== ASSIGNED TASK ==
Each line below should be repeated exactly as it stands.
▼
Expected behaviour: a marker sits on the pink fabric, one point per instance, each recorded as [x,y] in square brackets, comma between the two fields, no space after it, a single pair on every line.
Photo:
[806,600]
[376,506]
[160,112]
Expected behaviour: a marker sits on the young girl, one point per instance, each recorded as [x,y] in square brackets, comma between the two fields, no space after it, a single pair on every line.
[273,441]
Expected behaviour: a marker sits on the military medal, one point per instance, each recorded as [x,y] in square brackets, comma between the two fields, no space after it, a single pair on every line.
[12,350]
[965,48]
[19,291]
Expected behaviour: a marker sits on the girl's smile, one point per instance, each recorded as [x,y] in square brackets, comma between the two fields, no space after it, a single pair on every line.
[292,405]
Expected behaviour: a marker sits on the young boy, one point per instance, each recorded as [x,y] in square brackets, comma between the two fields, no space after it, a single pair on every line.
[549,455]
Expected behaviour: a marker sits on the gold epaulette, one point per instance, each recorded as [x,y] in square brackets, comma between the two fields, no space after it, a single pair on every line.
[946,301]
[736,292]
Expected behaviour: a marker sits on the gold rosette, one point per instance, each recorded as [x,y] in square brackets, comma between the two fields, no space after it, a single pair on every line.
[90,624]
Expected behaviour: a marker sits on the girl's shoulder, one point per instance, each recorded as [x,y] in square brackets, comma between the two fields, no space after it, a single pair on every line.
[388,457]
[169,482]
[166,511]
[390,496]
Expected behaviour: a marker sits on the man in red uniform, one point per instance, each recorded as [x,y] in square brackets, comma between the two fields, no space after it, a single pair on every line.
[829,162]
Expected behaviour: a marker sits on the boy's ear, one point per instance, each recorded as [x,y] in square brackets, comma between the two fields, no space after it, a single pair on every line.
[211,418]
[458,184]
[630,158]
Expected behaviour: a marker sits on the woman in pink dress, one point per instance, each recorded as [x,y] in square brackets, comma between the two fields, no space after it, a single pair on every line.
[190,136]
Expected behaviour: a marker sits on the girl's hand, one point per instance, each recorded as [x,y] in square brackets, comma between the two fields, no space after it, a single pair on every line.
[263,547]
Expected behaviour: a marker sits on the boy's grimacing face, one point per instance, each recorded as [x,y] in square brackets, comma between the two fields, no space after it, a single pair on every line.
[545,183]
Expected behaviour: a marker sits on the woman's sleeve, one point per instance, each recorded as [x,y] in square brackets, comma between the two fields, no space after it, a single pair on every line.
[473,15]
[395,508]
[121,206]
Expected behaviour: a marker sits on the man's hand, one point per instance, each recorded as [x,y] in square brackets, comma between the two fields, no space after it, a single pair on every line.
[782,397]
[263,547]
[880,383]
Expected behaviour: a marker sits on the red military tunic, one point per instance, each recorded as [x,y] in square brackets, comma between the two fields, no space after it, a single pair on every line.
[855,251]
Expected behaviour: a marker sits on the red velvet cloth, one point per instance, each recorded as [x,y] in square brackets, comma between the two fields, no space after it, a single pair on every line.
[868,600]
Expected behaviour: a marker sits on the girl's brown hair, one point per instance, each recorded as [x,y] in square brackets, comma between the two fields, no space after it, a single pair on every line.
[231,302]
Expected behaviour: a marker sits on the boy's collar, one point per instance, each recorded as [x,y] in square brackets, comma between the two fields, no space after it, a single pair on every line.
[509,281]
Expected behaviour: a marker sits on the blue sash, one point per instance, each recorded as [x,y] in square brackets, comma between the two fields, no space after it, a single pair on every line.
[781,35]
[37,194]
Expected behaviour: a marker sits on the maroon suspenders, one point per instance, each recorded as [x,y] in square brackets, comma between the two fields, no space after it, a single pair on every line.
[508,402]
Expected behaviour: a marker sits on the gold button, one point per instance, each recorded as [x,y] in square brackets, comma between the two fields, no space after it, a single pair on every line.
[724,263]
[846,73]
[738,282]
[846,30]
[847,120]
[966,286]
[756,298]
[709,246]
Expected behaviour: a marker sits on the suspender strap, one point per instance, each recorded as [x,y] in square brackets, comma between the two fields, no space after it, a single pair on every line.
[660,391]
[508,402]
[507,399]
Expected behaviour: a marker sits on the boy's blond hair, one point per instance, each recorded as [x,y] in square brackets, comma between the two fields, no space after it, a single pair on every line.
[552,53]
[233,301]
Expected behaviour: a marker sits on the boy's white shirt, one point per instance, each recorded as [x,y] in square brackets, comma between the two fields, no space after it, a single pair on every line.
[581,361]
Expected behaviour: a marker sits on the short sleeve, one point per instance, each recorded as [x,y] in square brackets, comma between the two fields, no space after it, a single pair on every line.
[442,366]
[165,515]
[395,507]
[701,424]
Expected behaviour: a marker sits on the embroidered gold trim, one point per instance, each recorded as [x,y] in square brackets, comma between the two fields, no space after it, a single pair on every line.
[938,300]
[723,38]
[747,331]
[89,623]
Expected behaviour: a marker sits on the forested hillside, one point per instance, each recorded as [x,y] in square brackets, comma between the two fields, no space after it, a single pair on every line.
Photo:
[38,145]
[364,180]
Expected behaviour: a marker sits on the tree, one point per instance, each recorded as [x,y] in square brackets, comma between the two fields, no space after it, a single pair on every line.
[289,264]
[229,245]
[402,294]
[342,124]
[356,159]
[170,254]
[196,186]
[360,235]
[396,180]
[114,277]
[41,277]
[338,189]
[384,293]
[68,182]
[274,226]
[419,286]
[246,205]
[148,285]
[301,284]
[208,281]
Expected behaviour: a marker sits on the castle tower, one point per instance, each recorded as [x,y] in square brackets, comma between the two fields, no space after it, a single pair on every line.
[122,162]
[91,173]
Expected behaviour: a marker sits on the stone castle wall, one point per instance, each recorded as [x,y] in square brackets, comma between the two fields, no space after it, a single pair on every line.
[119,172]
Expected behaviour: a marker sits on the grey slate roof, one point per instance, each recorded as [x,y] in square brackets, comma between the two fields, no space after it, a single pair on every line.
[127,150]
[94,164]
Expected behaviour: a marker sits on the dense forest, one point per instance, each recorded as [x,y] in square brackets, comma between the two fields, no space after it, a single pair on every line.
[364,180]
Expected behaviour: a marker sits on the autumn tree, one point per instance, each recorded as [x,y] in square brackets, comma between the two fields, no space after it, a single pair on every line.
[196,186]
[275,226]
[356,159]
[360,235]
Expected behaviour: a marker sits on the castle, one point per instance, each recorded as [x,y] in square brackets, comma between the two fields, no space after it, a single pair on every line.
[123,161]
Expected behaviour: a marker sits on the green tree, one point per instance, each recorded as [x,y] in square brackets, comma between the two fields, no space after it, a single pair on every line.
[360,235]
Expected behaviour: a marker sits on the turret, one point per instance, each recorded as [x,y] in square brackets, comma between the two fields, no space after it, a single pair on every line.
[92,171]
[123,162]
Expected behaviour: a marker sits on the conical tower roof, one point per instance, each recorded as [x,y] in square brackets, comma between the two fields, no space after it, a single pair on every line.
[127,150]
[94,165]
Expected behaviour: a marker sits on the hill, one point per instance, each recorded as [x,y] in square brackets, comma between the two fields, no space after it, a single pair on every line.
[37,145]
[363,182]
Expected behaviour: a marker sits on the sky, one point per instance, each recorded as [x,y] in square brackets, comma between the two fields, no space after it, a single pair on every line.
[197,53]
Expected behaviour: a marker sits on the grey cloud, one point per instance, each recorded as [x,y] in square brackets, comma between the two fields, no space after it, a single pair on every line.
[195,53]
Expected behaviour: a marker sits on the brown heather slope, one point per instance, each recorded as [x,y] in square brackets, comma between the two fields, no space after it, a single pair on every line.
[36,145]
▲
== EXPECTED OUTPUT ==
Expected behaviour: a marker sits on the pink fabric, one point per instance, each recorded as [x,y] in square brackets, comma between the two fields, no space after it, a single pair on every line.
Photo:
[806,600]
[376,506]
[160,112]
Expected behaviour: a marker sits on the young girl, one point per instance, each recorded as [x,y] in square brackets, comma between the two fields, no space after it, a single pair on every line.
[273,441]
Expected behaviour: a marker sits on the military medal, one point per instance, each recorded as [x,y] in square brackets, comma between the two fields, no space after it, a single pair on every line.
[12,350]
[965,48]
[19,291]
Expected behaviour: a marker sits on the girl's smile, one point per instance, each recorded as [x,y] in square brackets, comma between the two fields, no space after it, a single pair on every line.
[292,405]
Expected behaviour: a marker sits on the young boy, one point per instance, each recorded as [x,y] in square brackets, comma between the two fields, no space after it, a single pair on every line.
[549,455]
Expected behaviour: a marker sits on the gold epaulette, one point per instance, each recorded as [x,y] in square brackets, comma between the two fields, no space after it, a single pair on every line.
[946,301]
[736,292]
Expected behaviour: a marker sits on the gold rosette, one point per instance, each recorded as [x,y] in square brackets, comma between the two fields, no space after it, a single pair on every line.
[90,624]
Expected behaviour: a marker sits on the girl's shoulder, one point per instance, each recorded as [x,y] in square brackets, comma between the two fields, no space after it, a single pair on every line.
[388,457]
[169,482]
[166,511]
[390,496]
Expected behaviour: a marker sits on the man in red uniform, one point per instance, each recorded as [x,y] in square brackets, comma between the two fields, no space after it, a single pair on every line.
[829,162]
Expected behaviour: a marker sits on the boy's ear, one point per instance, each recorded as [x,y] in square brackets, comma between the two fields, no space after it, a single pair on every line.
[211,418]
[458,184]
[630,158]
Expected behaviour: a marker sits on the woman in pink dress, one point per instance, each recorded as [x,y] in square brackets, comma between the two fields, no space after it, a single pair on every line.
[190,136]
Expected behaviour: a marker sits on the girl's hand, one point per instance, each recorded as [x,y] in square brackets, comma between the two fields, no space after it, a single pair on every line.
[263,547]
Expected behaviour: a marker sits on the boy's grimacing face, one point per instance, each recorded as [x,y] in square brackets, comma between the two fields, no space after it, a single pair on every line.
[545,183]
Expected behaviour: a marker sits on the woman's sleeve, one point per instance, each recorded as [x,y] in square brackets, comma between the two fields, no space after it, a single pair on every line.
[473,15]
[395,508]
[121,206]
Expected behaviour: a marker sits on the man's hand, one point per instance, each recorded as [x,y] in square brackets, comma between the two fields, no space after it, a single pair on every line.
[782,397]
[263,547]
[880,383]
Expected behaviour: a marker sits on the red military tunic, one point per instance, each recorded as [x,y] in square brackets, comma between the two fields, no space after it, a single pair on every line.
[855,251]
Expected behaviour: a marker sits on the red velvet cloth, one point per instance, each recorded as [x,y] in square brackets, comma between the two fields, no space after it, a single pair on every line.
[868,600]
Expected behaviour: a marker sits on the girl's brown hair, one point per instance, each recorded as [x,y] in square brackets, comma between the two fields, no space after it, a single pair on every line.
[231,302]
Expected behaviour: a marker sits on the boy's collar, one point per instance, each recorded as [x,y] in square brackets, comma between the two fields, no space after it, a single pair on every line.
[509,281]
Expected behaviour: a marker sits on the blue sash, one point per instance, each recorded as [x,y] in square brackets, comma between the two fields, no space after it, a single pair on every line.
[781,35]
[37,194]
Expected behaviour: a marker sits on the maroon suspenders, one point per instance, each recorded as [x,y] in square brackets, comma between the two fields, no space after it, a single pair on every line.
[508,402]
Expected behaviour: a marker sits on the gold button, one point per instance, each recorded as [x,y] in square brackets, comma between the two fields, no space after it, a single pair on every line.
[724,263]
[846,73]
[738,282]
[846,30]
[847,120]
[966,286]
[756,298]
[709,246]
Expected behaviour: a marker sits on the suspender strap, one point per instance, each recorded as [x,y] in square brackets, comma between the two fields, no space after it, a single pair on every line.
[660,391]
[508,402]
[507,399]
Expected behaviour: a marker sits on the boy's blond hair, one point per instance, each recorded as [x,y] in square brackets, comma between the two fields, no space after it, a single pair on every line.
[552,53]
[233,301]
Expected behaviour: a marker sits on the boy's white shirt, one point per instance, each recorded as [x,y] in square brackets, comma between the two fields, no space after it, a single pair on every line.
[581,361]
Expected behaviour: a marker sits on the short sleeve, one point per instance, each recorded as [x,y] in square brackets, comma between the two fields, no space after it, a single pair on every line.
[442,366]
[165,515]
[395,507]
[701,424]
Expected behaviour: a marker sits on the embroidered gold trim, one point per instance, each recorded as [x,y] in square brackets, comma between the two fields, no space after it, a single pair on every line.
[938,300]
[723,38]
[747,331]
[89,623]
Expected behaviour: a marker sits on the forested hillside, one point per instance, each recorded as [x,y] in square brackets, comma between the two fields, no space after it, a single pair on every line.
Photo:
[38,145]
[364,180]
Expected behaviour: a marker sits on the tree, one point per instance, each recorded as [x,y] in square brackets, comma between the two fields, no space after it, a single pair on every line.
[289,264]
[229,245]
[402,294]
[342,124]
[356,159]
[170,254]
[196,186]
[360,235]
[396,180]
[114,277]
[41,277]
[338,189]
[384,293]
[68,182]
[274,226]
[419,286]
[246,205]
[148,285]
[301,284]
[208,281]
Expected behaviour: a marker sits on the castle tower, one point per instance, each recorded as [x,y] in square brackets, comma between the two fields, no space after it, a single pair on every line.
[122,162]
[91,173]
Expected behaviour: a marker sits on the stone castle wall, one point per instance, each recorded as [x,y] in square brackets, comma between the two fields, no space after it, a single pair on every line.
[119,172]
Expected behaviour: a marker sits on the grey slate roof, one point per instance, each recorded as [x,y] in square brackets, comma between the two fields, no space after it, a single pair on every line.
[127,150]
[94,164]
Expected behaviour: a marker sits on the dense forest, one point per instance, each recorded as [x,y] in square brackets, comma between the two fields, no space after it, a single pair on every line.
[364,180]
Expected behaviour: a marker sits on the autumn tree, one point per instance, each recorded as [x,y] in square brackets, comma between the two fields, no space after it, a single pair on every line.
[196,186]
[275,226]
[356,159]
[360,235]
Expected behaviour: a marker sits on the castle, one point per instance, each recorded as [x,y] in square brackets, comma between the two fields, no space after it, a single pair on every line.
[123,161]
Expected behaviour: a marker sits on the green tree, one point per instance, each recorded as [x,y] in square brackets, comma between the two fields, no space after it, a single pair on every line.
[360,235]
Expected behaviour: a marker sits on the turret, one point per instance, each recorded as [x,y] in square brackets, comma between the two fields, no space after it, a single pair on every line.
[92,171]
[123,162]
Expected behaviour: a marker sits on the conical tower roof, one point per instance, each recorded as [x,y] in square brackets, comma between the two fields, no space after it, a single pair on every line.
[127,150]
[94,165]
Expected behaviour: a marker sits on the hill, one point per instance, each recorded as [x,y] in square brackets, comma between the two fields, no space after it, a single pair on every line.
[37,145]
[363,182]
Expected behaviour: a marker sits on the sky, one point per instance, each recorded as [x,y] in square brackets, comma between the two fields, no space after it, a single pair on every line.
[197,53]
Expected behaviour: a marker sits on the grey cloud, one point per instance, each recorded as [x,y] in square brackets, comma between the two fields, no space after it, a single pair on every line.
[195,53]
Expected behaviour: a marker sits on the brown heather slope, one point per instance, each recorded as [x,y] in square brackets, comma between the two fields, no space after it, a single pair on every line.
[36,145]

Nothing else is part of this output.